And I don't mean "medieval" in the Pulp Fiction sense, but in the actual sense of meaning "dating from the 5th to the 15th Century." And why is that? A few reasons.
First, last night I dreamed that I was doing Paint By Numbers. Why I should dream this, I really have no idea, but it also inexplicably stayed with me today, so much so that when I got home this evening, I decided to paint by the numbers. I am the type of person who has at least a couple Paint by Numbers kits around the house, and so I dug up one. There were four selections: Vam Gogh's Sunflowers (better save that till I have some practice), some sort of water fowl (boor-ing!), a "San Francisco Adventure" scene which was basically a street car of waving tourists in front of some classic Queen Anne's (and that one looked devilishly difficult) and, the one I chose, a lighthouse by moonlight - which is a bit cheesy but not too hard and wouldn't be annoying to look at once done.
I wanted to paint but my partner wanted to watch something, so I set up my computer next to me and used a very cool pointable, flexible USB "booklight" style light (thanks, ThinkGeek) to illuminate my canvas. With the tiny brushes I was using and the tiny pots of paint, and the odd pinpointed, directed light, I had a sort of monk vibe, like I was painting by candlelight, or illuminating manuscripts. It was all precision and concentration and working around the shadows. It didn't help that J decided to watch Camelot, the recent TV series, which is, naturally, rather medieval.
Morgana - or Morgan le Fay - is in the series, and some scenes between or with her and Merlin are heavy with magic and herbalism - well, also blood, which I *don't* use in my potions, amulets and simmering concoctions, but I *did* identify with the ritualist herbal usage. I myself am currently drying mint, yarrow, verbena, rosemary, an different types of yarrow, St. Johns Wort and chamomile. Some of it for magical uses. Some of it just for fun - or for teas. That's Medieval Thing #2 I am doing.
I recently went to a themed picnic - the Impressionists (that would be turn of the last century) - and I brought along my small ukulele. The really small one, the sopranino, which is so tiny you can practically put it on a hat as a decoration, but not quite. I was challenged to bring songs that would be era-appropriate, but had a small book of "standards" that included folk items, such as The Star Spangled Banner, which was perfectly acceptable.
OK, so I know the ukulele isn't medieval, per se, but it's old fashioned (despite being increasingly hip) and sitting beside a tree, strumming a stringed instrument for entertainment is something they surely have been doing for hundreds and hundred of years. I'm no minstrel, but I do get the crowds singing, and I am boisterously lo-fi....had it been, say, a lute, I'd have been in business 1500 years ago.
Then, there's the garden, which is an ancient art. Not just agriculture - which is about 9000 years old, or more - but specifically herbal gardening. How long have people been smelling lavender for? Using chamomile in calming tea for? Chewing mint to freshen one's breath, or assist with digestion? Medicinal herbs pre-date agriculture. But there's also the rest of it: fighting weeds - a new pernicious strain of crab-type grass has just appeared in the last few weeks, impossible to remove - and pulling out carrots, cutting back flowers, looking at and tending the crops. Fighting the moles. I am certain fighting moles is a very, very old occupation.

- - - - - - -

#### [Complete the following]
**A.** Decide whether each statement agrees with the passage about medieval-style pastimes, answering yes or no and quoting the words from the passage that settle it.
(i) From the Paint by Numbers kit, the writer picked the lighthouse by moonlight.
(ii) The writer adds blood to potions.
(iii) The writer took a lute to the themed picnic.
**B.** Pick up the passage about medieval-style pastimes after its last sentence and continue it in the same voice.

- - - - - - -

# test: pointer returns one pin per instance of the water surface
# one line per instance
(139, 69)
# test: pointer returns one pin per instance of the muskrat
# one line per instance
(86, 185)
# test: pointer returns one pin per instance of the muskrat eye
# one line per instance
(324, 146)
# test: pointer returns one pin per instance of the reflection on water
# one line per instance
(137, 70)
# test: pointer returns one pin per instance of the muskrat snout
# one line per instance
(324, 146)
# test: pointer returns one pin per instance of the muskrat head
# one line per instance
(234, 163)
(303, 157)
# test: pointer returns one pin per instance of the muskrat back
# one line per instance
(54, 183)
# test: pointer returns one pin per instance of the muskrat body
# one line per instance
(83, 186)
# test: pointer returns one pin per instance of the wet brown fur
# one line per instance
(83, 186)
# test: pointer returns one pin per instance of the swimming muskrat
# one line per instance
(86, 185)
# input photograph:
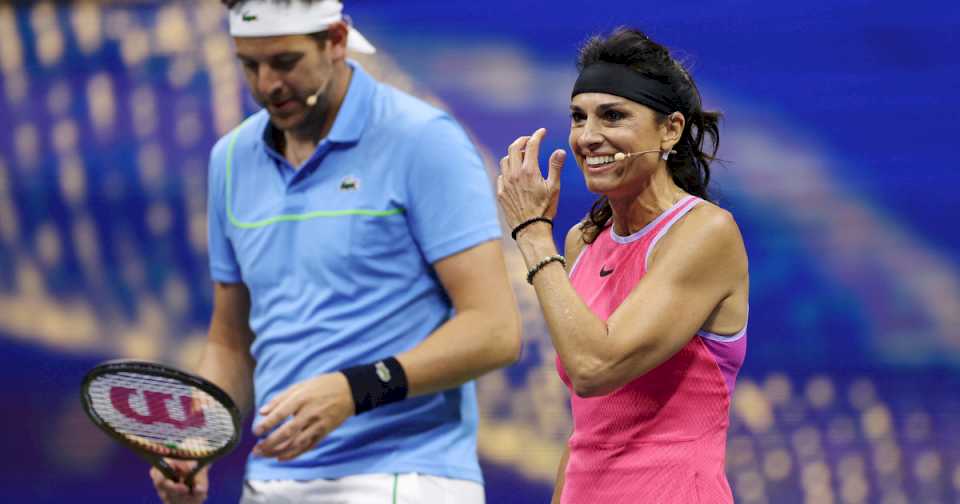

- - - - - - -

#### [Per-task answers]
**A.**
(i) Yes: "the one I chose, a lighthouse by moonlight"
(ii) No: "well, also blood, which I *don't* use in my potions, amulets and simmering concoctions"
(iii) No: "I brought along my small ukulele."

**B.**
Just a quick note about the garden - it was all going so well, and then really just took a dive. It's been *so* cold and foggy and drizzly and gray here - a real San Francisco summer - that all the plants just sort of rotted and withered. Even stuff we don't water or tend in any way - the nasturtiums along the fence, the weeds that cover the compost - all went south too, and I don't know why. A short growing season? Just the bad weather? The sunflowers - and we've got them! - are all stunted, knee high instead of head high, except for one lone powerful triumphant stalk.
The final medieval-feeling activity lately has been my reading The Children of Hurin, a sort of expanded story from the Silmarillion - by J.R.R. but edited by Christopher Tolkien. Unlike The Lord of the Rings, which is told, more or less, like a traditional story, a narrative, the Silmarillion is more archaic, more Bible than novel; it's got long passages without dialogue, and short descriptions of battles and such. It reminds me very much of the Old Testament. It's also very good.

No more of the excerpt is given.